* _PROBLEM TO WORK ON_: Extend the bailout passage below, picking up right after its final sentence about going to Washington with friends, relatives, and signs.

* _PASSAGE_:
*** Begin section ***
That could become an HOLC, come January, if Obama wins, and Democrats no longer have to have a sixty margin majority in order to get anything past a Bush/McCain veto.
The problem is we just don't have enough information to know.
Now the message we give is important.
They know we hate this. What they need to know now is that we know what we are talking about. We have to put real fear into the non-leadership - not that we are going to take revenge against them - fear that their own leadership is once again leading them down a path where they are going to end up holding the bag, while the bagmen make out like the bandits they are.
The message, I think, should be SLOW THIS DOWN. There can't be that much of a crisis that there is no time for a hearing on the bill. Not one economist has been consulted. Yes, the oversight sounds impressive: here is how it is described in the Pelosi summary:
# Four separate independent oversight entities or processes to protect the taxpayer
# A strong oversight board appointed by bipartisan leaders of Congress
# A GAO presence at Treasury to oversee the program and conduct audits to ensure strong internal controls, and to prevent waste, fraud, and abuse
# An independent Inspector General to monitor the Treasury Secretary's decisions
Transparency -- requiring posting of transactions online -- to help jumpstart private sector demand
# Meaningful judicial review of the Treasury Secretary's actions
But how is it going to actually work? Do you know, Senator, Representative, how it is actually going to work? Will you know how the prices to be paid for all this leveraged debt is going to be established before you have to vote on this bailout package?
Another clear messsage: We, the taxpayers, want the same deal as Warren Buffet got, because we are being asked to do exactly what he did, fork over our money, so why don't we get the same deal - shares of the company.
Another point - transparency - how has there been any transparency in this entire process? And oversight is meaningless unless there is some attempt to establish what is in those securities so that someone besides Treasury and the seller has some input, or is given some ability to analyze what we are buying.
I'd also add that anyone who lives close enough should get themselves down to Washington and spend Monday in the offices of Democratic Senators and Representatives. Bring your friends, relatives, and signs.
*** End section ***
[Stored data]
*** Begin section ***
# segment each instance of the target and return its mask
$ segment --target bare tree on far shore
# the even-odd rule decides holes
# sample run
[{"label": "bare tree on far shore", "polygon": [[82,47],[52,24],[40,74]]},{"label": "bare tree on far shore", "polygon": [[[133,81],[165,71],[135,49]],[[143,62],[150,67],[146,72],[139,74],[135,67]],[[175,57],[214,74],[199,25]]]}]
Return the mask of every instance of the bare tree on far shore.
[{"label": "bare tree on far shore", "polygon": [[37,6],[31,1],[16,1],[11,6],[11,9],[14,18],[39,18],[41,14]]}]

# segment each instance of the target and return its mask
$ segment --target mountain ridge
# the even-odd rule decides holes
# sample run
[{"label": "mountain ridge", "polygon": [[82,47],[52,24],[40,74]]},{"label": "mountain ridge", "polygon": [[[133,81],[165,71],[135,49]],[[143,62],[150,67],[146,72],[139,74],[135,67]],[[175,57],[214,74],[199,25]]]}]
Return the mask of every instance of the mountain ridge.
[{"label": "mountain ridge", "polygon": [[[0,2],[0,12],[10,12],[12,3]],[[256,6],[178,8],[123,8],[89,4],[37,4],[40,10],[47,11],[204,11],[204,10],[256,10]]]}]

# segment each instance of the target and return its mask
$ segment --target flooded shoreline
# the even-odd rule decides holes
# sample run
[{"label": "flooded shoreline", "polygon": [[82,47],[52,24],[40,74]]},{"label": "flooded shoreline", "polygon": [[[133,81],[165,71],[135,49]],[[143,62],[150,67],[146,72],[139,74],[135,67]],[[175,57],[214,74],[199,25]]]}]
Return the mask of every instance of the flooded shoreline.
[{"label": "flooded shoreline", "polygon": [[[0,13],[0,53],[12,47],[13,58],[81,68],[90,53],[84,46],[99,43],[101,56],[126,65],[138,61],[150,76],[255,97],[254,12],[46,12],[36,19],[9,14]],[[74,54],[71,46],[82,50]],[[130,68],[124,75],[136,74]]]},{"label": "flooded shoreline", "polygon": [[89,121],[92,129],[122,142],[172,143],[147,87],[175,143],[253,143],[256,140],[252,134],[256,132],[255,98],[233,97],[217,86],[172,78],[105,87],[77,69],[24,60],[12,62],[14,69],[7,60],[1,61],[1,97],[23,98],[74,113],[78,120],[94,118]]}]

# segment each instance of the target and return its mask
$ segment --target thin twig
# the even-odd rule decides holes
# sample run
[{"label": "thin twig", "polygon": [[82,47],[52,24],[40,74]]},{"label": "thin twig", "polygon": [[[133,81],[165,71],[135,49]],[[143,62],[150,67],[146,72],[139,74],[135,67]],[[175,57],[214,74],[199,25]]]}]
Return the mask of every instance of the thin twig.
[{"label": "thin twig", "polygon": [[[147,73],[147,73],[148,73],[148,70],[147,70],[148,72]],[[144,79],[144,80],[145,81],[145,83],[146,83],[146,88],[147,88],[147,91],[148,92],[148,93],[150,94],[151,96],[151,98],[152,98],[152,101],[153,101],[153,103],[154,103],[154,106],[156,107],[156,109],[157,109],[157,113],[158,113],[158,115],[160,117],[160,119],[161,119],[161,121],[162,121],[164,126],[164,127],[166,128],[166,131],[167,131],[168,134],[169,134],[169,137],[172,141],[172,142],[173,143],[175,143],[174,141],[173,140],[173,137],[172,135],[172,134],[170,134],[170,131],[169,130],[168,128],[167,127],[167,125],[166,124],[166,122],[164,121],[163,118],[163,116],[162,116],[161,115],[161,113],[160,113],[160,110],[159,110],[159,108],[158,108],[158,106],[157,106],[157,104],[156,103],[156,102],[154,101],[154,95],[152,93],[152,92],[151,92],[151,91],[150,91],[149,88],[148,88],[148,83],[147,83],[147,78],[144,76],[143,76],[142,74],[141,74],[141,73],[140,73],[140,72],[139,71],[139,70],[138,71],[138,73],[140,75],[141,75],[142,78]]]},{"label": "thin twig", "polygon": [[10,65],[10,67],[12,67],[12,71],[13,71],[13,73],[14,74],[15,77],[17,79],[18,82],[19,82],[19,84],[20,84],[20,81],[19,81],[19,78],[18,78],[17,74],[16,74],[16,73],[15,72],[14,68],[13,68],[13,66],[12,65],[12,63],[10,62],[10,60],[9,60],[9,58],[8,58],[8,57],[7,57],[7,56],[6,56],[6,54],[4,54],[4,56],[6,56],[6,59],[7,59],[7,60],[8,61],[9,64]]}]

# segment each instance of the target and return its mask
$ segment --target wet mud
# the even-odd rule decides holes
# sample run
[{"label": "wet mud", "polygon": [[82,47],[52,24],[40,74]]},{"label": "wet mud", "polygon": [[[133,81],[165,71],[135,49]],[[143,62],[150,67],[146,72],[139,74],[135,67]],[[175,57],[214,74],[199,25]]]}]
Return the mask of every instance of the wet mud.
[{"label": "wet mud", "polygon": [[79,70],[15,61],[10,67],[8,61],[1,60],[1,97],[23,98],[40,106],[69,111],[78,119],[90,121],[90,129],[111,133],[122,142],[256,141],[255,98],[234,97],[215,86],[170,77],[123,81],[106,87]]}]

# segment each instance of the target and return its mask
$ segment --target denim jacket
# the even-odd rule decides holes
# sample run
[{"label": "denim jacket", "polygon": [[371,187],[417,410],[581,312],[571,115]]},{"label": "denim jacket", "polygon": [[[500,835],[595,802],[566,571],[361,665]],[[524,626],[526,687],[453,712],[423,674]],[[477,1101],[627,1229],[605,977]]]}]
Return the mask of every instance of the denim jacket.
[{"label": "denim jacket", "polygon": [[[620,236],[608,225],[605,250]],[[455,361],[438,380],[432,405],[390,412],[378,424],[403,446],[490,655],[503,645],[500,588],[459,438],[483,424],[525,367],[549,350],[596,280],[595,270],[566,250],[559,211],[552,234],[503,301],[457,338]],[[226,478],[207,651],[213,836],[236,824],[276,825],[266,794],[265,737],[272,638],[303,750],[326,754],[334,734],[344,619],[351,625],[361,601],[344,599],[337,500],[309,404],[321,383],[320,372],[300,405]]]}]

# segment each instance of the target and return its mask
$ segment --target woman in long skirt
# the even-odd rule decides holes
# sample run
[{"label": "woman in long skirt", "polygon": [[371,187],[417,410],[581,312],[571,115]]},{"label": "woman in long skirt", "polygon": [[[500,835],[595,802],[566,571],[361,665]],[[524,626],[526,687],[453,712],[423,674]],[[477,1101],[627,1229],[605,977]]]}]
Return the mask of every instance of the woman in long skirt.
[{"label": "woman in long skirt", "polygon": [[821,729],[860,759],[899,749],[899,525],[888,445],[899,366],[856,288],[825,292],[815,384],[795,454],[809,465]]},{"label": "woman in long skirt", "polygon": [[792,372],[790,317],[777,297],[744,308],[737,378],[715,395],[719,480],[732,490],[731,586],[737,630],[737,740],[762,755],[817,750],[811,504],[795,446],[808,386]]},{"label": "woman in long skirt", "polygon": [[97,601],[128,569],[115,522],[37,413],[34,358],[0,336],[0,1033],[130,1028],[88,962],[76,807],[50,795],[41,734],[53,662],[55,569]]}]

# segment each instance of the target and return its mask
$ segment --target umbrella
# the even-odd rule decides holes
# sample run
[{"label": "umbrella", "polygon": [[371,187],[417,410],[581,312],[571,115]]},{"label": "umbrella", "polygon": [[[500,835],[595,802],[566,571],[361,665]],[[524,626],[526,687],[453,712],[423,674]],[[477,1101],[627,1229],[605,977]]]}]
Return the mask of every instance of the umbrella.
*** End section ***
* _RESULT FOR THIS EXERCISE_:
I know that is a difficult suggestion, because it's a lot, probably too much, to ask people to do that outside of an organized effort in which there is some assurance that more than a few people are going to show up. Easy for me to suggest, since I live in California and can't possible do it.
This inability to spark some sort of organized action swiftly is my biggest disappointment in the progressive blogisphere. We have shown that in longer-range actions we can organize and get results. The Lamont insurgency against Lieberman in Conn - ACT BLUE, all good things. But going forward, no matter who wins the White House, and even more so, I would say, if Obama wins, we need to be ready to mount intelligent grassroots public action to press an Obama administration and a Democratic congress with a bigger majority to act quickly and decisively for the benefit of their core constituency, which, as it happens, will be the great majority of Americans, the ones who aren't in the top 10 % of income earners. I am including in this category, organized civil disobedience, something which Al Gore mentioned in his speech at the Clinton Initiative conference, in reference to the notion of allowing oil and gas producers to mine oil shale, which produces an even more toxic (with CO gases) version of gasoline.
If it's McCain in the White House, who knows, organized taking to the streets.
So, think about this post as having a farther reach, at least for the sake of discussion, than what is going to happen in congress next week.
However, next week matters.
Those are my best suggestions. What are yours?